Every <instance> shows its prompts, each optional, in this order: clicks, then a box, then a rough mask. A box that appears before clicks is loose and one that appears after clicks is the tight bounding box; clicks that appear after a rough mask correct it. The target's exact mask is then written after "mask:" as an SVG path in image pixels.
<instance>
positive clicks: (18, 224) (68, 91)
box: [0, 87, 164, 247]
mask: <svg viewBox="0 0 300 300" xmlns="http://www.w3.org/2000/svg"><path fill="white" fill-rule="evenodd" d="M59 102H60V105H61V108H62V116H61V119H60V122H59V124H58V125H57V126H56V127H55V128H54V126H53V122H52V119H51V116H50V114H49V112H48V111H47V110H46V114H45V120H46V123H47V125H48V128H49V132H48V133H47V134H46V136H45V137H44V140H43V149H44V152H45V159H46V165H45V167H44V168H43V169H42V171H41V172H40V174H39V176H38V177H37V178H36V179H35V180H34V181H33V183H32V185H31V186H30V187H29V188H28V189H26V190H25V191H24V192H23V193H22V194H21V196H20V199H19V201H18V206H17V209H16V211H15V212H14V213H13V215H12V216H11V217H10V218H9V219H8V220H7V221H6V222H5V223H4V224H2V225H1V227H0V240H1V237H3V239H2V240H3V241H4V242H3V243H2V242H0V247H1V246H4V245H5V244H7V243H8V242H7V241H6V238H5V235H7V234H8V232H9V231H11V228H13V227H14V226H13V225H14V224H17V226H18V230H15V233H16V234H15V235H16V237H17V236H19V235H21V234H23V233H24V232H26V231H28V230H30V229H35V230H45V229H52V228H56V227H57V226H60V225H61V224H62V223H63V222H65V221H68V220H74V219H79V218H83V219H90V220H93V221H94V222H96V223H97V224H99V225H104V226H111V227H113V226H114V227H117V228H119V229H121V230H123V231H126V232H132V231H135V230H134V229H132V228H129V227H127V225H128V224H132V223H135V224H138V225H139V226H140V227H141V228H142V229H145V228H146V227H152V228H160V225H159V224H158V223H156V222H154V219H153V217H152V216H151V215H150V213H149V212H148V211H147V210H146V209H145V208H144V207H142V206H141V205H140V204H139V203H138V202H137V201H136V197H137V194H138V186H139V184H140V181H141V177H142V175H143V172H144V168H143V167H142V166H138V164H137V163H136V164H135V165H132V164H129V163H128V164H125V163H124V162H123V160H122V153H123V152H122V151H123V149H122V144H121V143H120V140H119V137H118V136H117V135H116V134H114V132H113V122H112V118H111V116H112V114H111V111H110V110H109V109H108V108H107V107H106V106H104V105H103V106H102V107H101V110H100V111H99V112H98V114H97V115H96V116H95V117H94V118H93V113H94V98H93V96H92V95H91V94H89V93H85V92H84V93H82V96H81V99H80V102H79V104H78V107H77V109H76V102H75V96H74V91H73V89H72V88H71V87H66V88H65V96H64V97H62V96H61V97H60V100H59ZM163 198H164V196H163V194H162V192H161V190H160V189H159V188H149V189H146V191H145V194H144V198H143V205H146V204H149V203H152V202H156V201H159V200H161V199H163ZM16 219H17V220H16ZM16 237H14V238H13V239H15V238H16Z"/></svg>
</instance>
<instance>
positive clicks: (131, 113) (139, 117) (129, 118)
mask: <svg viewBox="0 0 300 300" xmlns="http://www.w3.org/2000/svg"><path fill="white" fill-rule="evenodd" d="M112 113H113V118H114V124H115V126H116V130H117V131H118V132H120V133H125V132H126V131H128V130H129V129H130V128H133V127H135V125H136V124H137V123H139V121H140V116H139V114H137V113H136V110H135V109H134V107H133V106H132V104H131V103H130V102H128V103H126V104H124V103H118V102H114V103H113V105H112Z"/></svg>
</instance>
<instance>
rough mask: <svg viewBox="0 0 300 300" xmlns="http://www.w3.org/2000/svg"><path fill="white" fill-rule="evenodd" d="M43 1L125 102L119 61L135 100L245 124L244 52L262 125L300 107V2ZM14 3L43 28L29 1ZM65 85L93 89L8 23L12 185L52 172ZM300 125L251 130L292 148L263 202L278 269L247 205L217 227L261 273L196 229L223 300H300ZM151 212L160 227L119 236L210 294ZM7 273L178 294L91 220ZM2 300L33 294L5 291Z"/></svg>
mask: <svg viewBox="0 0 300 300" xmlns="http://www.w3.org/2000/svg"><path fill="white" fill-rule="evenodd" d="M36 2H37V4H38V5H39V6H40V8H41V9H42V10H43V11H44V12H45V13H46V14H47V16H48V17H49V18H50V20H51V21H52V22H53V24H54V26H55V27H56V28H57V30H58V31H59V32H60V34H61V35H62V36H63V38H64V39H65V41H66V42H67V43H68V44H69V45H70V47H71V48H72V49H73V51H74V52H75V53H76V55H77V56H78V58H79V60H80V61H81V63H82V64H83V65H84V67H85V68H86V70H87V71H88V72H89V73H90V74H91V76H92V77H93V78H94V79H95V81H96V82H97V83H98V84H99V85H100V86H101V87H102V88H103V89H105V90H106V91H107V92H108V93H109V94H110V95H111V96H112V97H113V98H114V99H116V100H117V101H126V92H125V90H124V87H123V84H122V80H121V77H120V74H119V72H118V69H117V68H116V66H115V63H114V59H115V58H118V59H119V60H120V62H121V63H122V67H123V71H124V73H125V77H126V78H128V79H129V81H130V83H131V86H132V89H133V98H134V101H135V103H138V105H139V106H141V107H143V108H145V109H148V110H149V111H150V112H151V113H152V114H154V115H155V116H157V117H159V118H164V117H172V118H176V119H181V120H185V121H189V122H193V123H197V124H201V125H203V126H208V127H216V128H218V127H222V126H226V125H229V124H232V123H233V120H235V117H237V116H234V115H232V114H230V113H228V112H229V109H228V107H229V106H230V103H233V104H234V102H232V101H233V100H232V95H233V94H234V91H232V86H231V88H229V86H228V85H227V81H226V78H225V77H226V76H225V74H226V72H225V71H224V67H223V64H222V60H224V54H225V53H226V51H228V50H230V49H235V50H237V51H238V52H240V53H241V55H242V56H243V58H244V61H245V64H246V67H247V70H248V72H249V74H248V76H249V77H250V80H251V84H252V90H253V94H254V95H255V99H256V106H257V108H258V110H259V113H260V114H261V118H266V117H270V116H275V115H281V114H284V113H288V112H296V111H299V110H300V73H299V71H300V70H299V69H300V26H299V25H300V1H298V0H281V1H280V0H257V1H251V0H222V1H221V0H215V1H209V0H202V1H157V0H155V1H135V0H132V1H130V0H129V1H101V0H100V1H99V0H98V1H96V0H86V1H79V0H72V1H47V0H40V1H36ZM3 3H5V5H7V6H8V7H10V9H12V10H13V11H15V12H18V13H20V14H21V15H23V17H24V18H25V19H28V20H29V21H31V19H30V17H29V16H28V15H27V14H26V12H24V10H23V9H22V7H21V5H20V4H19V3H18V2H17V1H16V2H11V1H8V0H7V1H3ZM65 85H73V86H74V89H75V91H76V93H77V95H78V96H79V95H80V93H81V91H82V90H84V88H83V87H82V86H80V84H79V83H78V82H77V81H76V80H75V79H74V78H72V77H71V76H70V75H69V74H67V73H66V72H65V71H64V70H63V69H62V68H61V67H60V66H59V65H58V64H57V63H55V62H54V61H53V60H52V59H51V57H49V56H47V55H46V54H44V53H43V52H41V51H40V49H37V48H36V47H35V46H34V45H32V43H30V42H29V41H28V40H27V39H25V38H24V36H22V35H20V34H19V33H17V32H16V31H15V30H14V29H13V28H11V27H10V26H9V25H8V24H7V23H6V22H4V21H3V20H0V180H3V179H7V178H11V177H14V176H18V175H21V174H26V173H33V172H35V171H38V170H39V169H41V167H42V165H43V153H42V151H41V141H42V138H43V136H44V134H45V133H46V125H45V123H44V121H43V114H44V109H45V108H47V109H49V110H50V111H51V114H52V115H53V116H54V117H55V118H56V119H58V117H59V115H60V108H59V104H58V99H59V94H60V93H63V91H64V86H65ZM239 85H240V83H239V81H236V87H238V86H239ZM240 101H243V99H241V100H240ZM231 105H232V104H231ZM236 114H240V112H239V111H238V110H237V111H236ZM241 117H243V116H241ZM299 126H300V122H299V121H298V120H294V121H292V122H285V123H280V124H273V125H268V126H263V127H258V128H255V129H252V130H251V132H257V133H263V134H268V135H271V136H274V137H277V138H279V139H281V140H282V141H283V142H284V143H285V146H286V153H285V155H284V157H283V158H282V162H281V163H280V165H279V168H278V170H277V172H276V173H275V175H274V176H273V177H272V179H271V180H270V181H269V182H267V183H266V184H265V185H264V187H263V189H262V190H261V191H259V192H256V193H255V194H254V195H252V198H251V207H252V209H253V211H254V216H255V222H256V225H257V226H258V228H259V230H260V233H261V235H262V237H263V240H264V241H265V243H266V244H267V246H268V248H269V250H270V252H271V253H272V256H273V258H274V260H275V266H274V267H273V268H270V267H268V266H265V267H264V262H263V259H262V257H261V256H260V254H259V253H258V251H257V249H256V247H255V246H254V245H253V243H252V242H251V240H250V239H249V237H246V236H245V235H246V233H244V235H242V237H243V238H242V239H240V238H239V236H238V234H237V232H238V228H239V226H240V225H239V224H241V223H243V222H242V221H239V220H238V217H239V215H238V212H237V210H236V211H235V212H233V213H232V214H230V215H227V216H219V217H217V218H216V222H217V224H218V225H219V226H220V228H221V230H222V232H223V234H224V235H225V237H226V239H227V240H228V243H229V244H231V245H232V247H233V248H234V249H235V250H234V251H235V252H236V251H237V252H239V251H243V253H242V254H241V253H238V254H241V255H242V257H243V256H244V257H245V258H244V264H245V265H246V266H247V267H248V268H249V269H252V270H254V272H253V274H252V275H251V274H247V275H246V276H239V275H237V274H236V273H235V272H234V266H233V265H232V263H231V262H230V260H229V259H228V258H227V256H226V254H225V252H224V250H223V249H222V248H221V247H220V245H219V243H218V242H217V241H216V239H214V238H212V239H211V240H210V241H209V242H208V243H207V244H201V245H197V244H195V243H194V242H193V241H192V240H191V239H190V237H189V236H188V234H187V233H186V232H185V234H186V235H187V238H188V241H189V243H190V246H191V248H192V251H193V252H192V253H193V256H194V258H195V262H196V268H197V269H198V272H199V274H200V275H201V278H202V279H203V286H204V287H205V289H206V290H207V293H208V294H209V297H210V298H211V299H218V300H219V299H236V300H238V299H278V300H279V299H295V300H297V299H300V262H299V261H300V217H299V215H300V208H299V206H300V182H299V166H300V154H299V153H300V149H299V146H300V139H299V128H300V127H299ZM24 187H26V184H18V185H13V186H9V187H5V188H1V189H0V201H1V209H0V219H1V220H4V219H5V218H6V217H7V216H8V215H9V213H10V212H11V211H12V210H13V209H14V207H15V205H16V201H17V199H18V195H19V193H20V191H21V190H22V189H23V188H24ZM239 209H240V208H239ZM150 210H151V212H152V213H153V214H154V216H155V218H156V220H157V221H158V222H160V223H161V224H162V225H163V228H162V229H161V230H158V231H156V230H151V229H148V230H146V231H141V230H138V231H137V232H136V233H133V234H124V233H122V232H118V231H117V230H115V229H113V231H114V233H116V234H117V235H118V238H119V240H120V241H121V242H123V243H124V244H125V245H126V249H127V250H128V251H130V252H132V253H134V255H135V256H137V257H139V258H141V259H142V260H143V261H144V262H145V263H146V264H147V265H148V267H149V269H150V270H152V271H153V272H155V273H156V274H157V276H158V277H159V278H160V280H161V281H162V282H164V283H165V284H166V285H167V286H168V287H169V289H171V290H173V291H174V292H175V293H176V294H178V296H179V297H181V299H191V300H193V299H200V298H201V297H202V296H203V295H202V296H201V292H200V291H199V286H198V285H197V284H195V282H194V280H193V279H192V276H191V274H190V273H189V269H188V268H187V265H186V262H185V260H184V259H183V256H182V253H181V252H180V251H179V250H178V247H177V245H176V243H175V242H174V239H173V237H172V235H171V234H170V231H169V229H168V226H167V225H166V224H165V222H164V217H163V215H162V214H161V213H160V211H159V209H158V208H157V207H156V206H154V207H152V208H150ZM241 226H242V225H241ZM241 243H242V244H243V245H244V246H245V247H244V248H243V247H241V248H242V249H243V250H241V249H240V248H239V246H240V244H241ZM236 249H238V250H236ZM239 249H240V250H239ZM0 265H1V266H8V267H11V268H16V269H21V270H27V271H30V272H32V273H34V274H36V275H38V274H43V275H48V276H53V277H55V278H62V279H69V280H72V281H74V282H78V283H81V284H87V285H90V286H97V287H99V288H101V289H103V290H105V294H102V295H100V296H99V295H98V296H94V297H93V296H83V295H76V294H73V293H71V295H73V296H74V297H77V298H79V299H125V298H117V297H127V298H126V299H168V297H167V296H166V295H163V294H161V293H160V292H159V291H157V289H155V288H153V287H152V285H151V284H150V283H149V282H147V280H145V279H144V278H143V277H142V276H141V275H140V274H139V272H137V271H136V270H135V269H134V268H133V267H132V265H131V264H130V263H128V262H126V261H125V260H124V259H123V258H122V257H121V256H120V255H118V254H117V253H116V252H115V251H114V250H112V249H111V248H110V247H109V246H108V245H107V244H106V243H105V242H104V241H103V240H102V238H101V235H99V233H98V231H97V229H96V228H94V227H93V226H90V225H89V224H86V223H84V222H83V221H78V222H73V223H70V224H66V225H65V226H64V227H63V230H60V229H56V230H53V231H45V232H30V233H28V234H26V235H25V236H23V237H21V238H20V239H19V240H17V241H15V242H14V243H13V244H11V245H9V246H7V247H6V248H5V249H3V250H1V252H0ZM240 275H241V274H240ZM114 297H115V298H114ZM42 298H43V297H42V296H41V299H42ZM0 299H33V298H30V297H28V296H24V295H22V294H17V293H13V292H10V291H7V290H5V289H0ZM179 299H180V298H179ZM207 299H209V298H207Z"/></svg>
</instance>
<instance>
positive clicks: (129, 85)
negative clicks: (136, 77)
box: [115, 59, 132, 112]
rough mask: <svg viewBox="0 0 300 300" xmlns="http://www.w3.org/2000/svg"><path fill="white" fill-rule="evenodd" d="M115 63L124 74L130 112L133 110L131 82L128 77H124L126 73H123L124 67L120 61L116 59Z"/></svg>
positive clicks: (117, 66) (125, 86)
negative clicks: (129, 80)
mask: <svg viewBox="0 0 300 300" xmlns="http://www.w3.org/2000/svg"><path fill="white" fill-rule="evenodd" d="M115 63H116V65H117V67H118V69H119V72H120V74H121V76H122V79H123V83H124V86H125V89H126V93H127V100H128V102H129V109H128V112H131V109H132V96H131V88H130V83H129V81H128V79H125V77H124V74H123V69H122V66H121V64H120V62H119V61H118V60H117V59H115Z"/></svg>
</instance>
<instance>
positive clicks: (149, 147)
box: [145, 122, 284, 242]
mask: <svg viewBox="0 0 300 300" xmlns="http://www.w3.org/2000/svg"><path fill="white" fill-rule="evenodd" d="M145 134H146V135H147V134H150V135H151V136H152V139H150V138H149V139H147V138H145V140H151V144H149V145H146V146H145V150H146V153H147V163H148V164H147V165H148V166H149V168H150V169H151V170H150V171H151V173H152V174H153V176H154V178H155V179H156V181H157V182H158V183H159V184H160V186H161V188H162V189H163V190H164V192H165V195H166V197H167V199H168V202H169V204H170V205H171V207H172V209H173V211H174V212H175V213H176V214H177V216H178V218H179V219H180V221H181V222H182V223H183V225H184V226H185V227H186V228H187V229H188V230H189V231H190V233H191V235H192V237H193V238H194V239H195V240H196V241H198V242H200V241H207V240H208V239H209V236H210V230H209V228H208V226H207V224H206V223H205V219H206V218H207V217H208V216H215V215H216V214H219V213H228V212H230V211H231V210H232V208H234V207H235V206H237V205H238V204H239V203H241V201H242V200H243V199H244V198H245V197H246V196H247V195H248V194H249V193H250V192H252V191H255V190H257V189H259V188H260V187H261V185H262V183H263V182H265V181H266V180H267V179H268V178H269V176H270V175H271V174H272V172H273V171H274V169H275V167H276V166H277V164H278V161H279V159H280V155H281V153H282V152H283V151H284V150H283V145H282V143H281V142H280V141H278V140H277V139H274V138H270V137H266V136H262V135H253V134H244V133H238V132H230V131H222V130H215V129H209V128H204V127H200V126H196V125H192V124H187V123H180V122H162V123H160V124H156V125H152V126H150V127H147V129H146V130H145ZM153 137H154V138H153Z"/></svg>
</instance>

○ ○ ○

* [Problem description]: If a line holds the string "positive", it counts; please state how many such lines there are in the data, with nothing more.

* [Task answer]: 5